**What the task asks**
Where the string "point" occurs in a line of the data below, that line should be copied.

Natural language region descriptions:

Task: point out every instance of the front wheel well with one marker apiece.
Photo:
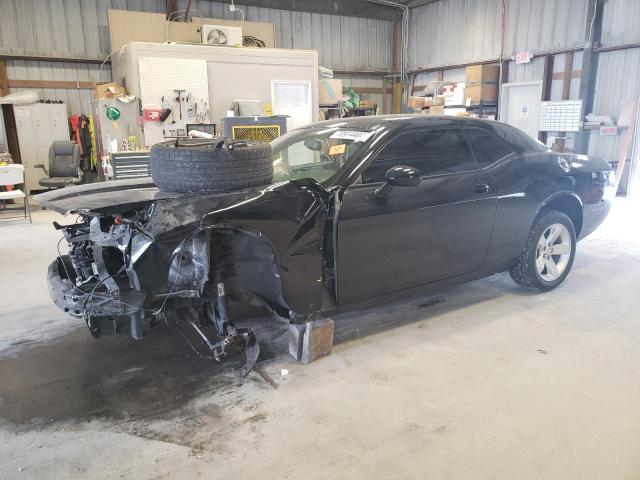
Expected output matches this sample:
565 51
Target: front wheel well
570 206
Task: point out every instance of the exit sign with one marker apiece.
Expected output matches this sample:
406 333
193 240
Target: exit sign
523 57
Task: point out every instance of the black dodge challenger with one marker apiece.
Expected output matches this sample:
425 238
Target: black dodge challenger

**Written answer**
Task: point out every instance of the front wheel well with one marker apiece.
Task: point out every instance of the exit sign with one marker apiece.
Task: point out every instance of the black dodge challenger with one marker apiece.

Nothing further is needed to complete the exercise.